[Collected data entries]
*** Begin section ***

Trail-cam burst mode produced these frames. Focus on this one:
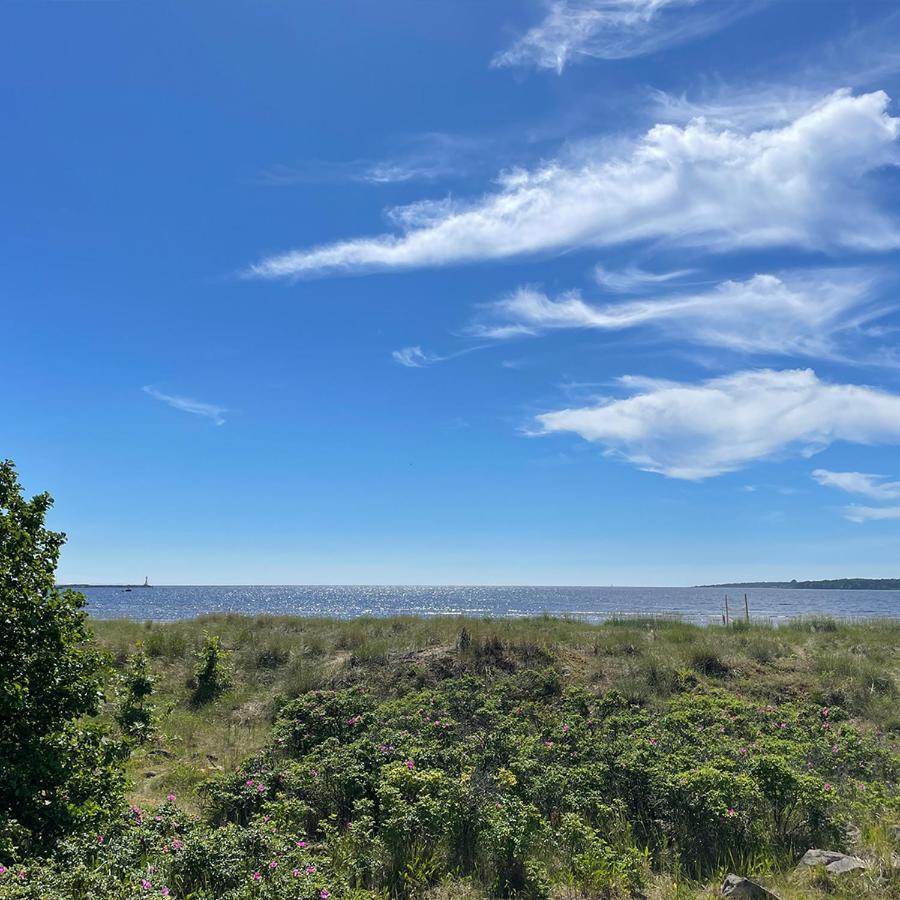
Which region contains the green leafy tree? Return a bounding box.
[0,460,124,854]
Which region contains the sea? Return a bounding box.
[74,584,900,624]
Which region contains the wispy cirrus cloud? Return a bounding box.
[812,468,900,501]
[142,386,227,426]
[392,346,444,368]
[258,133,487,187]
[247,91,900,280]
[812,468,900,522]
[648,13,900,130]
[392,344,487,368]
[535,369,900,480]
[470,270,889,358]
[492,0,751,73]
[592,264,694,293]
[843,505,900,523]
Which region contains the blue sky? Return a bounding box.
[6,0,900,585]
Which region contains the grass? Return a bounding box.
[91,614,900,800]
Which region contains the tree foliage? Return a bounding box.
[0,460,124,855]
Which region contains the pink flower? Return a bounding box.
[97,834,105,844]
[141,880,153,891]
[296,840,307,848]
[310,769,318,778]
[0,866,7,876]
[726,808,736,817]
[161,889,170,898]
[824,783,833,792]
[257,783,266,792]
[253,871,261,882]
[293,868,301,877]
[857,782,866,791]
[831,745,839,753]
[166,793,176,803]
[562,724,570,732]
[739,747,747,755]
[406,759,414,770]
[269,860,278,870]
[320,891,331,899]
[648,738,657,747]
[306,865,317,875]
[246,778,254,787]
[171,840,183,851]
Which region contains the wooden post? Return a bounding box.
[724,595,730,626]
[744,593,750,624]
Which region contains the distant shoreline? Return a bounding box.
[699,578,900,590]
[60,584,153,589]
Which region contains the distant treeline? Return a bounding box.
[701,578,900,590]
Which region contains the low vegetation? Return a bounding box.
[0,613,895,899]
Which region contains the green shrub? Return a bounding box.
[191,635,233,706]
[0,460,125,855]
[114,646,155,741]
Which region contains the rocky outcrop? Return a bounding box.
[797,849,867,875]
[721,873,781,899]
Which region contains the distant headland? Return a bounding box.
[699,578,900,590]
[60,577,152,589]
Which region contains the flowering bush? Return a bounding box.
[2,666,898,898]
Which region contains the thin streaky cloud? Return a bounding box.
[247,91,900,280]
[142,385,227,426]
[843,505,900,523]
[534,368,900,480]
[593,264,695,293]
[392,344,488,368]
[812,469,900,501]
[392,346,443,368]
[492,0,752,73]
[470,271,889,359]
[258,133,488,187]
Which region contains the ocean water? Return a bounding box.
[75,584,900,623]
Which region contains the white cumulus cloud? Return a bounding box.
[535,369,900,480]
[248,91,900,280]
[471,271,884,357]
[492,0,748,73]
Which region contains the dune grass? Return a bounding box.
[91,614,900,799]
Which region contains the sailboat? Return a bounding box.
[142,576,151,588]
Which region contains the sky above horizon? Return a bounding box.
[7,0,900,586]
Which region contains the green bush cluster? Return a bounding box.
[4,666,897,899]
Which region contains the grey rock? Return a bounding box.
[721,873,780,899]
[798,849,867,875]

*** End section ***

ABOUT THIS TASK: Will you restate every entry word for word and omit the images?

EXPECTED ANSWER:
Trail-cam burst mode produced these frames. Focus on this one:
Which region contains the green leafy tree? Return a bounding box.
[0,460,124,854]
Which region contains the sea? Return a bounding box.
[74,584,900,624]
Which region contains the wispy cirrus cloud? Return a bounding box.
[812,468,900,501]
[142,386,227,426]
[392,346,444,368]
[258,133,487,187]
[247,91,900,280]
[812,468,900,522]
[648,13,900,130]
[392,344,487,368]
[535,369,900,480]
[470,270,889,358]
[492,0,751,73]
[592,264,694,293]
[843,505,900,523]
Which region contains the blue sky? Return a bounding box.
[6,0,900,585]
Which region contains the grass? Return a bounding box.
[91,614,900,800]
Which region contains the tree foliage? Return a bounding box.
[0,460,124,855]
Which region contains the pink flower? Return a bounding box.
[97,834,105,844]
[141,880,153,891]
[296,840,307,848]
[310,769,318,778]
[0,866,7,876]
[726,808,736,817]
[161,889,170,898]
[824,783,833,792]
[257,783,266,792]
[253,871,261,882]
[293,868,301,877]
[857,782,866,791]
[831,745,839,753]
[166,793,176,803]
[562,724,570,732]
[739,747,747,755]
[406,759,414,770]
[269,860,278,870]
[320,891,331,899]
[648,738,657,747]
[306,865,317,875]
[246,778,254,787]
[171,840,183,851]
Which region contains the wooden post? Return a bounding box.
[724,595,730,626]
[744,593,750,624]
Which region contains the distant shoreline? Return a bounding box.
[699,578,900,590]
[60,584,153,589]
Which region contains the distant treeline? Return a bounding box.
[701,578,900,590]
Which region contains the low vegetation? Return a bounding box.
[0,613,895,899]
Which region contains the green shrub? Return a bounding box.
[191,635,233,706]
[0,460,125,855]
[114,646,155,741]
Which region contains the rocky outcrop? Return a bounding box.
[797,849,867,875]
[721,873,781,899]
Which region contains the distant headland? Return a bounding box.
[699,578,900,590]
[60,577,152,589]
Which region contains the flowering bush? Return a bounding box.
[2,666,898,898]
Which region contains the thin streaky cloud? Return a bounding box.
[247,91,900,280]
[142,385,227,426]
[843,505,900,523]
[534,368,900,480]
[593,264,695,293]
[392,344,488,368]
[812,469,900,501]
[392,346,443,368]
[492,0,752,73]
[470,271,889,359]
[258,133,488,187]
Which region contains the ocean water? Return a bounding box.
[75,584,900,623]
Which region contains the white cumulus cloud? Return a bounding box.
[535,369,900,480]
[248,91,900,280]
[471,271,884,357]
[492,0,748,73]
Which region contains the dune grass? Return a bounding box.
[91,614,900,799]
Which region contains the sailboat? Return a bounding box.
[142,576,151,588]
Which region contains the sky above horizon? Return a bounding box.
[7,0,900,586]
Which region contains the green bush cluster? Return a bounding box.
[4,666,897,899]
Which region contains the grey rock? Return a bounding box.
[721,873,780,899]
[798,849,867,875]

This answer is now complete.